■ **SOURCE EXTRACT**:
Headline CPI: -0.4% MoM (vs. -0.1% expected) — the largest 1-month drop since April 2020 — YoY down to 3.5% (from 4.2% in May, vs. ~3.8-3.9% expected). Core CPI: 0.0% MoM (vs. +0.2% expected), core YoY 2.6% (vs. 2.8% expected). Driven by energy -5.7% MoM (gasoline -9.7%). Confirmed market reaction: 10-yr Treasury yield fell more than 5bp to 4.555%, 2-yr down 8bp to 4.181%; MBS (UMBS 5.0) rallied over half a point (+0.51).
Warsh testimony: Fed Chair Kevin Warsh completed roughly 3 hours before the House Financial Services Committee — his first congressional appearance as chair. No explicit signal on the next rate move; he pledged to make the "inflation surge of the last five years... a thing of the past," reaffirmed Fed independence when pressed on political influence, and outlined five internal task forces (communications, balance sheet, economic data, productivity/jobs, and the Fed's approach to inflation). Senate Banking testimony follows tomorrow.

■ **EXCERPTED DATA**:

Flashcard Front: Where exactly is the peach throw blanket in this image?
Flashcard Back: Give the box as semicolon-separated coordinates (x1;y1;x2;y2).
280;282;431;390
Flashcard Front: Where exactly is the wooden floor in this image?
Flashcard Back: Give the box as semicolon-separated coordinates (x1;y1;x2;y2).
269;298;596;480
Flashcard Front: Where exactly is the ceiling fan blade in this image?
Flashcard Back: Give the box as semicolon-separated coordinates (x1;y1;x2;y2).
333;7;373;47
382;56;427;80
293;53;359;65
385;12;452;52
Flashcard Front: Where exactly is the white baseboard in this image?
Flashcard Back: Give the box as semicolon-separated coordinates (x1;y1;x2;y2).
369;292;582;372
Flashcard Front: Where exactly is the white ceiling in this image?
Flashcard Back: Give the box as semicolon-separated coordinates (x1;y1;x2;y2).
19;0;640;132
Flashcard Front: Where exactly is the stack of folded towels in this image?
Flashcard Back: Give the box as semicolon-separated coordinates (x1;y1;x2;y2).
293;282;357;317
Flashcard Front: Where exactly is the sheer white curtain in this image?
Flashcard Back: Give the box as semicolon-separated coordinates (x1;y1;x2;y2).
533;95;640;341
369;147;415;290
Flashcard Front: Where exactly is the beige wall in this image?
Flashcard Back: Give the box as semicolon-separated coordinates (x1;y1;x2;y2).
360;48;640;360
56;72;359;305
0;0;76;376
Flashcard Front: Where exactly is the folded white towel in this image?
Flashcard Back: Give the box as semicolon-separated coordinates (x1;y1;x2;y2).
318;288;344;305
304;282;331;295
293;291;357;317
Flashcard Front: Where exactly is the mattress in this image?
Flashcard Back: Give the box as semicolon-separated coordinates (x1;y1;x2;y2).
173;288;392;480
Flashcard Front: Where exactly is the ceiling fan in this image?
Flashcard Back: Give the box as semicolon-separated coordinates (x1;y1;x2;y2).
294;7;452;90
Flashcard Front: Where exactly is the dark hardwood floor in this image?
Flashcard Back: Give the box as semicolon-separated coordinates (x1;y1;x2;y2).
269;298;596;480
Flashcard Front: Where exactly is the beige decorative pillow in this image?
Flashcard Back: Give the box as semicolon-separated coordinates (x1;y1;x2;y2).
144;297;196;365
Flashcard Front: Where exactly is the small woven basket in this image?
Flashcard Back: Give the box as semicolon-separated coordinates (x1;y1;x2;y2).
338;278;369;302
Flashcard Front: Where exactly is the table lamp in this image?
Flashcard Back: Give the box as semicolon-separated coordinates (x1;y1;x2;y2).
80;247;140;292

■ **BRIEF 1**:
Reproduce the passage of the CPI and Fed update starting with "Warsh testimony: Fed" and going on through "testimony follows tomorrow.".
■ **BRIEF 2**:
According to the CPI and Fed update, what internal task forces did Kevin Warsh outline?
■ **BRIEF 3**:
Write the next few sentences of the CPI and Fed update.

■ **FINAL RESULT 1**:
Warsh testimony: Fed Chair Kevin Warsh completed roughly 3 hours before the House Financial Services Committee — his first congressional appearance as chair. No explicit signal on the next rate move; he pledged to make the "inflation surge of the last five years... a thing of the past," reaffirmed Fed independence when pressed on political influence, and outlined five internal task forces (communications, balance sheet, economic data, productivity/jobs, and the Fed's approach to inflation). Senate Banking testimony follows tomorrow.

■ **FINAL RESULT 2**:
- Communications
- Balance sheet
- Economic data
- Productivity/jobs
- The Fed's approach to inflation

■ **FINAL RESULT 3**:
IBM crushed: Shares cratered roughly 25% intraday — on pace for its worst day since Black Monday 1987 — after CEO Arvind Krishna warned Q2 revenue ($17.2B vs. $17.85B est.) and EPS ($2.93 vs. $3.02 est.) will miss expectations, citing IBM "faltering" on capturing AI's upswing. Roughly $67B in market cap erased; dragging the Dow down about 450 points.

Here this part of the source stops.